• **EXERCISE BRIEF**
Copy the proxy article from "How are Proxies" to "dollars in losses.", swapping in "extortion malware" wherever "ransomware" appears.

• **EXTRACTED TEXT**
A proxy, also known as a proxy server, is an intermediary, either virtual or real, through which all internet traffic from your computer or a web server is routed. The proxy assigns requests from your computer to a new IP address, thereby anonymizing your browsing experience. In a world where internet fraud cases rampantly involve identity theft, proxies’ can go a long way in protecting you identity. In fact, cybersecurity proxies are used in myriad applications.

Types of Proxies for Cybersecurity Operations

To protect your home or business against cybercriminals, you can choose between residential proxies and datacenter proxies. Datacenter proxies are fast. They also offer unlimited bandwidth, high performance, and unmatched uptime.

On the other hand, residential proxies are ideal in situations where you intend to remain completely undetected by taking up an individual’s/actual person’s IP address. Residential proxies offer access to geo-restricted content/websites that would have been otherwise inaccessible if a location-specific IP address were not used. Notably, and as we will detail later, you can also use reverse proxies and transparent proxies for cybersecurity operations.

In this regard, each of these types is only ideal for specific use cases. That said, how do each of these proxies find their utility in cybersecurity operations? Let's answer this in a little more detail.

How are Proxies Used in Cybersecurity?

You can use cybersecurity proxies for the following operations:

  • Protection against email phishing
  • Brand/identity theft protection
  • Distributed denial of service (DDoS) protection
  • Preventing ransomware attacks and data breaches
  • Malware protection

1. Protection against Email Phishing

Email phishing refers to a form of cybercrime where criminals impersonate organisations through emails or text messages. They do this in order to steal money or credentials of users’ accounts. In addition, email phishing may also lead to malware and ransomware attacks, leading to millions of dollars in losses.

• **ENTRIES**
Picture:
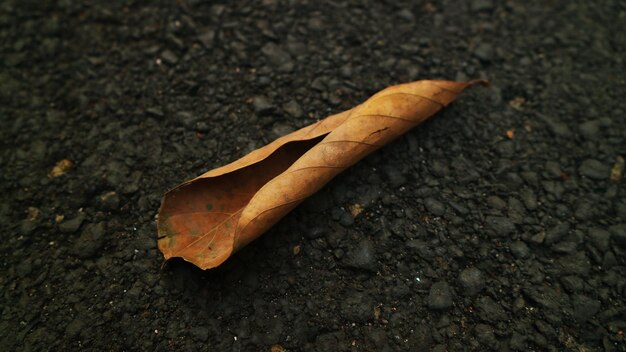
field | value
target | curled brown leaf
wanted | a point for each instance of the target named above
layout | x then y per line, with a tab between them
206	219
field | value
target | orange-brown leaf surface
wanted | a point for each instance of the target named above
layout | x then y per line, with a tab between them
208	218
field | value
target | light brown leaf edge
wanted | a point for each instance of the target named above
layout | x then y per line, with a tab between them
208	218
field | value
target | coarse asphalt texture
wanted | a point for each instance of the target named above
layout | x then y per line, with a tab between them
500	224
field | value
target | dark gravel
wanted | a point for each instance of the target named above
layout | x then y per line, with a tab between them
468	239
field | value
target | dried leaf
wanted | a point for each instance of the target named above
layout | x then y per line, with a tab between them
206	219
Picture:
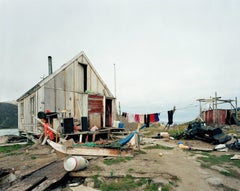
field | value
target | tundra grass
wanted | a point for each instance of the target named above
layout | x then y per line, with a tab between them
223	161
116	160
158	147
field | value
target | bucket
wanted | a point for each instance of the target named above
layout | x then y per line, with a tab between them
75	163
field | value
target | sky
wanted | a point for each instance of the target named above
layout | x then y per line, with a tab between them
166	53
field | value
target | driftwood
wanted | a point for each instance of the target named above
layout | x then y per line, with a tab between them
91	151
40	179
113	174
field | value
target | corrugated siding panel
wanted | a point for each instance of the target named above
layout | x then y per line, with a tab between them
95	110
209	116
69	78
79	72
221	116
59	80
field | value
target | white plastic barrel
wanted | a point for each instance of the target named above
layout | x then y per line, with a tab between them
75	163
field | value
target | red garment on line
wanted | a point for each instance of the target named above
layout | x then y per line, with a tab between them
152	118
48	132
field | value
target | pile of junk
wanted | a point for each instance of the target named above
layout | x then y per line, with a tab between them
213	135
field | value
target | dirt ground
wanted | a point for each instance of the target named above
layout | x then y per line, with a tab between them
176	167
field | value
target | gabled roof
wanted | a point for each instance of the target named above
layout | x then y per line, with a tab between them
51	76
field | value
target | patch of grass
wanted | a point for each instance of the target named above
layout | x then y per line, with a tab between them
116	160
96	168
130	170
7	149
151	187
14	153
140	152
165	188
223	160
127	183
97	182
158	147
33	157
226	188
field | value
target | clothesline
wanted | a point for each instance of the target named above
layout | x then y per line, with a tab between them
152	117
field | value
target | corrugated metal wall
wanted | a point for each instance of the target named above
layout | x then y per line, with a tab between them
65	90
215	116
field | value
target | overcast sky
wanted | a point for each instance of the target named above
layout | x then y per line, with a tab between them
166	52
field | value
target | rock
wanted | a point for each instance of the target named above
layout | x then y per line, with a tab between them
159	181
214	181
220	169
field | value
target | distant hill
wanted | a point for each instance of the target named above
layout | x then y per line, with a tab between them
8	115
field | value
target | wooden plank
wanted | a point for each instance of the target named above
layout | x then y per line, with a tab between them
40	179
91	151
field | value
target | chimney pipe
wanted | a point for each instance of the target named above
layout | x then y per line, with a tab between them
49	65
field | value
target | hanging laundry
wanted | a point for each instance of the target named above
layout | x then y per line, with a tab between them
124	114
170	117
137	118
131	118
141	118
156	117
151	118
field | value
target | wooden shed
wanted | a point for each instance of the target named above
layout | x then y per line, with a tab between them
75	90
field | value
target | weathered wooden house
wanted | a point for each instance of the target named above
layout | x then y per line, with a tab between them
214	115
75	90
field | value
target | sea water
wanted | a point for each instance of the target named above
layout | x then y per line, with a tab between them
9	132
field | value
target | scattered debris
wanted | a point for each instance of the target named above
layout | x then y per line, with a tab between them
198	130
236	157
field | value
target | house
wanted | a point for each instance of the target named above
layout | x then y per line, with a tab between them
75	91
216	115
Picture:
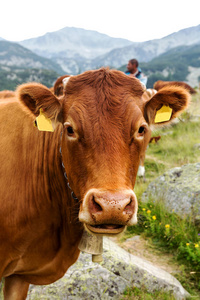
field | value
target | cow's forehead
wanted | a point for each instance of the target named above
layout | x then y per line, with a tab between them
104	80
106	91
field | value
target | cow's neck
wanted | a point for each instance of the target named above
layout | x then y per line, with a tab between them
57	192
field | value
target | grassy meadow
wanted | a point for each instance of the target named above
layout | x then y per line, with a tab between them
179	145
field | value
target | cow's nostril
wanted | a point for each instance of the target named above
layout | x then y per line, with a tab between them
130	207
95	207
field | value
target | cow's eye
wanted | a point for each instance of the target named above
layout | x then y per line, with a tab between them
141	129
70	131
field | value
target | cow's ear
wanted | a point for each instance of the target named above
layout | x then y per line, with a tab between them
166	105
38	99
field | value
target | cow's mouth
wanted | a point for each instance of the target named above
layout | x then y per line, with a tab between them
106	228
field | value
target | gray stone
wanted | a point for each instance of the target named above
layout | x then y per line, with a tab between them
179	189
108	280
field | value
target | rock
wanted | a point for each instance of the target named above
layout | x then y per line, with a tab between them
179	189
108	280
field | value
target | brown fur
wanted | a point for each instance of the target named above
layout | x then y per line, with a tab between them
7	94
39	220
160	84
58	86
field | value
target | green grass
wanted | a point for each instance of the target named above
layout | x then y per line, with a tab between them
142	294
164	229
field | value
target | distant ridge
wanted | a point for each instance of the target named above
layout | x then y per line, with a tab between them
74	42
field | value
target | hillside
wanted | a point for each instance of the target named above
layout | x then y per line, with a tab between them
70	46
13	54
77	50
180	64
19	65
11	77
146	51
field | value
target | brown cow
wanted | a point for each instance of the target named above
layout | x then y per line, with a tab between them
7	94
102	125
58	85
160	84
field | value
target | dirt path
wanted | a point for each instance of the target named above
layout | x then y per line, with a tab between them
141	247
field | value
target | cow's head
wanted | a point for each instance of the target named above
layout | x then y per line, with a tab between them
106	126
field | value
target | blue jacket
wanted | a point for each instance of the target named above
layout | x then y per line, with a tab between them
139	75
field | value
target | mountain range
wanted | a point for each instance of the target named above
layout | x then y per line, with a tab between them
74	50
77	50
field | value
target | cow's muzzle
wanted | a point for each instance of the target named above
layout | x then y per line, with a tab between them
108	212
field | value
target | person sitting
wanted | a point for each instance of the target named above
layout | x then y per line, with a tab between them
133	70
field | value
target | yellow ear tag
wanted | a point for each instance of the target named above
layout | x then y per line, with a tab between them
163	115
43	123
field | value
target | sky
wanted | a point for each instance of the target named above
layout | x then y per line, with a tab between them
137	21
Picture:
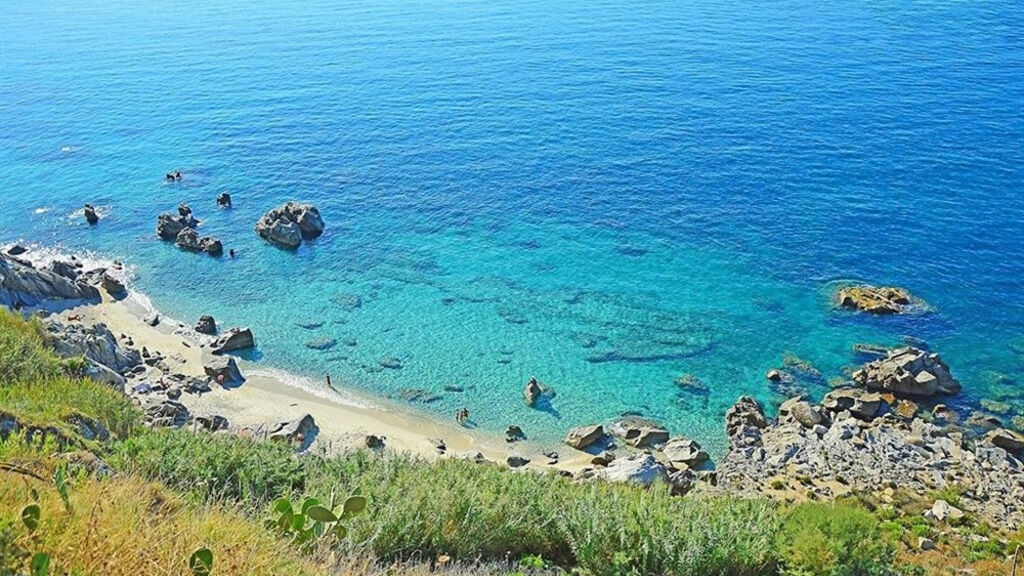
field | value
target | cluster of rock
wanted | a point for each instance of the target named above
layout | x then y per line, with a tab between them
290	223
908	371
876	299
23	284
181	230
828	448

• **FINISHED EXERCISE**
How are Proxies Used in Cybersecurity?

You can use cybersecurity proxies for the following operations:

  • Protection against email phishing
  • Brand/identity theft protection
  • Distributed denial of service (DDoS) protection
  • Preventing extortion malware attacks and data breaches
  • Malware protection

1. Protection against Email Phishing

Email phishing refers to a form of cybercrime where criminals impersonate organisations through emails or text messages. They do this in order to steal money or credentials of users’ accounts. In addition, email phishing may also lead to malware and extortion malware attacks, leading to millions of dollars in losses.